* START Data supplied *

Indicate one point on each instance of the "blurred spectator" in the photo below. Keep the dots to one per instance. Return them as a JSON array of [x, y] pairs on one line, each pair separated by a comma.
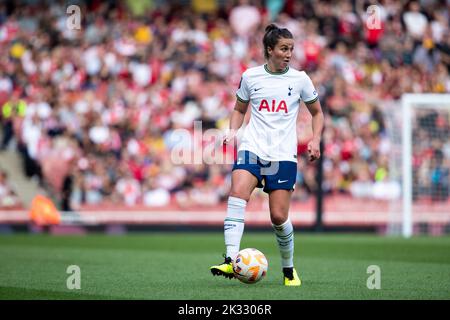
[[8, 197]]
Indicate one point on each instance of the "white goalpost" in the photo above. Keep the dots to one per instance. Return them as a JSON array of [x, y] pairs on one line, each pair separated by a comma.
[[420, 143]]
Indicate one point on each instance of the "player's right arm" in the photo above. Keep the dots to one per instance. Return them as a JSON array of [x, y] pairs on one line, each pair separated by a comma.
[[236, 120], [240, 109]]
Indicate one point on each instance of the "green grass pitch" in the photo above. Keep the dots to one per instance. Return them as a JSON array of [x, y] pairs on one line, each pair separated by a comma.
[[160, 266]]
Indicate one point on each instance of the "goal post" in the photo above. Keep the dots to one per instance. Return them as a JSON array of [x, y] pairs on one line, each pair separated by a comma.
[[425, 153]]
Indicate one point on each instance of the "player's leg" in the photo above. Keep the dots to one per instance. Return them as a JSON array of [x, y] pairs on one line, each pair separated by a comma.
[[242, 185], [243, 182], [279, 201], [280, 185]]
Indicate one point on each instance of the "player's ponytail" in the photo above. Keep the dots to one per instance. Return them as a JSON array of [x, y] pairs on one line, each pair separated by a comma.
[[273, 33]]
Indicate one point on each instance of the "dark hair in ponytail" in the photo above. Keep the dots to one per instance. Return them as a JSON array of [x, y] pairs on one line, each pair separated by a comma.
[[273, 33]]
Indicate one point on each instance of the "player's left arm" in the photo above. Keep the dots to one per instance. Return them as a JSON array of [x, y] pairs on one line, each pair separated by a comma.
[[317, 125]]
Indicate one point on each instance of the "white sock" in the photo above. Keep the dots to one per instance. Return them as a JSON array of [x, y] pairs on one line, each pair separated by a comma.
[[234, 225], [285, 239]]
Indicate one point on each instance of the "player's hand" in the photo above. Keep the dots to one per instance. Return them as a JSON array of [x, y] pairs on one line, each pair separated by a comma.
[[229, 136], [314, 150]]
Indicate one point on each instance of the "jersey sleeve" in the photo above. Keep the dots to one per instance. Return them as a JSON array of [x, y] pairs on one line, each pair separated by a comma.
[[242, 94], [309, 93]]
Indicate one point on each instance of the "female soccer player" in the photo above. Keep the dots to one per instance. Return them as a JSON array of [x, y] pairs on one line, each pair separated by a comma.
[[267, 156]]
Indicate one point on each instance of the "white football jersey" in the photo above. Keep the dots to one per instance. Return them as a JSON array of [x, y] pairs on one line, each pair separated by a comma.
[[275, 99]]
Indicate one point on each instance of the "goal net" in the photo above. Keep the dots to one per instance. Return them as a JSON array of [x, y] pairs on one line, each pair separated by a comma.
[[418, 128]]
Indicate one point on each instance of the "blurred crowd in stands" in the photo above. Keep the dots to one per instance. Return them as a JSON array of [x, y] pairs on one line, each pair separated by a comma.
[[95, 111]]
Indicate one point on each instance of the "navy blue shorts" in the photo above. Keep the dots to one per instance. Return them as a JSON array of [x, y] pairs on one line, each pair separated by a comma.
[[272, 175]]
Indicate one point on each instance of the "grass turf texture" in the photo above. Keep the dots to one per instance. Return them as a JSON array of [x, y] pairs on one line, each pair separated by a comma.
[[176, 266]]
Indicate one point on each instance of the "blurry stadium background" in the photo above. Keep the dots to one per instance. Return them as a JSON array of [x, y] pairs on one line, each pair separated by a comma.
[[90, 117]]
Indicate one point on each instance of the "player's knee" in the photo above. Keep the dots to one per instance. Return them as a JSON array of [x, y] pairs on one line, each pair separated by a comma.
[[240, 193], [278, 217]]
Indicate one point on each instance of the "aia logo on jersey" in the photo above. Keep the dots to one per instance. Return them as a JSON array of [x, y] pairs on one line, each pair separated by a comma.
[[274, 107]]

* END Data supplied *

Exercise instructions: Number the lines above in order, skipping any blank ones. Don't include the picture.

Result for this task:
1. Indicate one point on each instance of the "blurred spectator" in the photo below. Keep the dots to one per instance. Return them as a JSON array of [x, y] pairs on one line, each pair separated by a comma.
2. [[8, 197]]
3. Indicate one point on each instance of the "white goalpost" in the photo above. Keep the dots to one per instance. Return them as a JSON array of [x, y] pairs on one line, each pair separated by a comma.
4. [[420, 143]]
5. Indicate one point on each instance of the "player's right arm" in the photo above. Keep the dots to one per instance. Return them as a JSON array of [x, y] pairs on one line, each pair separated by a comma.
6. [[236, 120], [240, 109]]
7. Indicate one point on each instance of the "green grass pitch" in the photo above. Keep the dots to one per instance. Return them as a JSON array of [x, y] pairs on one line, each pair separated by a comma.
8. [[160, 266]]
9. Indicate one point on each instance of the "goal post" in the photo above. Keep the dots to one per instance. Return them as a JSON array of [x, y] pairs on one line, each pair separated by a comma.
10. [[425, 153]]
11. Indicate one point on each instance of the "player's leg" in the photo above. Keep the dots to one per instance. Return them as a JSON array of [x, y] pairs on one line, each pair separated by a comma.
12. [[242, 185], [243, 182], [279, 201], [280, 185]]
13. Indicate one point on each instance of the "player's ponytail" in the photo above. Keep the dots to one per instance. Return them as a JSON array of [x, y] pairs on one line, each pair separated by a comma.
14. [[273, 33]]
15. Indicate one point on each instance of the "dark hair in ponytail" in the photo above. Keep the dots to one per instance. Return them as a JSON array of [x, y] pairs on one line, each pair separated by a comma.
16. [[273, 33]]
17. Indicate one point on each instance of the "player's left arm" in the photo above. Keep the dots to one per instance. Return them as a JSON array of [x, y] pairs on one line, each pair separated by a comma.
18. [[317, 125]]
19. Indicate one point on each instance of the "white sock" in the photo above. Keep the dots to one per instance. Return them as a JSON array of [x, y] pairs on one line, each pair separated by a comma.
20. [[234, 225], [285, 239]]
21. Indicate one point on each instance of the "player's hand" in the photo above. Keep the dots to one per instance. Return them as a JSON array of [x, y] pairs on one line, each pair separated by a comma.
22. [[229, 136], [314, 150]]
23. Indicate one point on each instance of the "jersey sleeve" in the photo above. Keep the dots to one per instance. Return them as a JSON array of [x, y] pairs on one line, each pair separated by a comma.
24. [[242, 94], [309, 93]]
25. Indicate one point on each instance of the "female soccer player" in the photo above. Keep the dots to one per instance. Return them as a JSON array of [x, y] pairs on one line, each pair separated by a comma.
26. [[267, 156]]
27. Indicate one point on each instance of the "white football jersey" in the photo above. Keep the dots to one per instance. Return them as a JSON array of [x, y] pairs on one line, each pair separated by a comma.
28. [[275, 99]]
29. Indicate one point on each instance of the "goal net" in the photo above. Keep the dots to one per instance. Return them as a JSON array of [x, y] pairs on one line, each pair separated by a comma.
30. [[418, 128]]
31. Indicate one point on each instance of the "blurred crowd in stands" in the photo above. Keep the dots to one per instance. Return them as a JSON array of [x, y] pairs on one line, each pair separated by a comma.
32. [[95, 111]]
33. Indicate one point on each instance of the "navy blue shorts" in the photo above. Keep the dots to one per instance. Return them as a JSON array of [x, y] pairs on one line, each pair separated by a comma.
34. [[272, 175]]
35. Indicate one point on each instance of the "grass turf texture" in the photo above. Keep the dots to one per instance. Return them as a JSON array of [x, y] pairs on one line, each pair separated by a comma.
36. [[176, 266]]
37. Indicate one point on each instance of the "blurry stadium background" in the photo above. Keep the dots to one per instance. Return them as a JSON array of [x, y] pairs on one line, each pair separated by a comma.
38. [[90, 117]]
39. Indicate one point on each instance of the "player's knee" in the photo above. Keep the dots to one per instance. Return them as a JSON array of [x, y] pairs on one line, each pair separated by a comma.
40. [[240, 193], [278, 217]]
41. Indicate one point on each instance of the "aia logo on jersey" in the photo above. Keep the dots to one per instance. Return them as a JSON array of [x, y] pairs on one line, each pair separated by a comma.
42. [[274, 107]]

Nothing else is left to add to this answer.